__Article__
---------------

Lightweight and Accurate Multi-View Stereo with Confidence-Aware Diffusion Model

Fangjinhua Wang, Qingshan Xu, Yew-Soon Ong, Marc Pollefeys

@article{wang2025lightweight,
  title={Lightweight and Accurate Multi-View Stereo With Confidence-Aware Diffusion Model},
  author={Wang, Fangjinhua and Xu, Qingshan and Ong, Yew-Soon and Pollefeys, Marc},
  journal={IEEE Transactions on Pattern Analysis and Machine Intelligence},
  year={2025},
  publisher={IEEE}
}

Updates

11.09.2025: Releasing a new checkpoint for CasDiffMVS. Instead of finetuning DTU-pretrained model on BlendedMVS (a subset of BlendedMVG), we finetune it on BlendedMVG. The performance on benchmarks consistently improves without changing other hyper-parameters.

Method	T&T Intermediate	T&T Advanced	ETH3D Training	ETH3D Test
CasDiffMVS_MVG	66.14	42.00	77.79	85.99

Introduction

There always exists tradeoff between accuracy and efficiency. To find a better balance between quality and computation, we introduce diffusion model in Multi-View Stereo (MVS) for efficient and accurate reconstruction, and propose two methods, named DiffMVS and CasDiffMVS. Because of the high efficiency, impressive performance and lightweight structure, we hope that our methods can serve as new strong baselines for future research in MVS.

Specifically, we estimate a coarse initial depth map and refine it with a conditional diffusion model. Diffusion model learns depth prior and uses random noise to avoid local minima. Different from other diffusion models that start from pure random noise, we refine a coarse depth map with diffusion model, which explicitly reduces the sampling steps and increases stability w.r.t. random seeds. In addition, we design a lightweight diffusion network to improve both performance and efficiency.

We compare the efficiency with previous methods on a same workstation with NVIDIA 2080Ti GPU and summarize the results as follows.

Quick Start

First, clone this repository and install the dependencies.

git clone https://github.com/cvg/diffmvs.git
cd diffmvs
pip install -r requirements.txt

Next, download checkpoints and unzip them.

Demo

Try the models with your images. First, place the images under images folder.

SCENE_DIR/
├── images/

Sparse reconstruction

We support VGGT and COLMAP to estimate camera poses and reconstruct sparse point cloud.

VGGT. We suggest creating a new conda environment for VGGT because the default version of Pytorch is different.

git clone git@github.com:facebookresearch/vggt.git
cd vggt
pip install -r requirements.txt
pip install -r requirements_demo.txt

python vggt/demo_colmap.py --scene_dir="/SCENE_DIR"

COLMAP. Follow wiki to get sparse reconstruction. The easiest way is to use COLMAP's GUI and run automatic reconstruction.

Data Conversion

Back to our codebase, we need to transform the data from COLMAP format to the format that we use for DTU, Tanks & Temples, and ETH3D.

---------------

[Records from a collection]
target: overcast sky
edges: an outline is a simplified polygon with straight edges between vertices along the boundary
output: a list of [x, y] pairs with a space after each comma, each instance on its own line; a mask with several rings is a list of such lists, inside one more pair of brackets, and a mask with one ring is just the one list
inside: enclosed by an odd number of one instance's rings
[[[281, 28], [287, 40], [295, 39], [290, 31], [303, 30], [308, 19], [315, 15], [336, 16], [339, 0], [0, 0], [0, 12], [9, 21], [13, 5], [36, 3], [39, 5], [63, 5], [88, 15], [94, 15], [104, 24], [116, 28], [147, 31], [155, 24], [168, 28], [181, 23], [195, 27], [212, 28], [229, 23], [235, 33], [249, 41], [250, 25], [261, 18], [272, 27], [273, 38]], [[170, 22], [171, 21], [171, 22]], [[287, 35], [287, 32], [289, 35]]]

---------------

__To do__
Please name the GPU that the multi-view stereo page says was used to compare efficiency with previous methods.

__Response__
An NVIDIA 2080Ti GPU.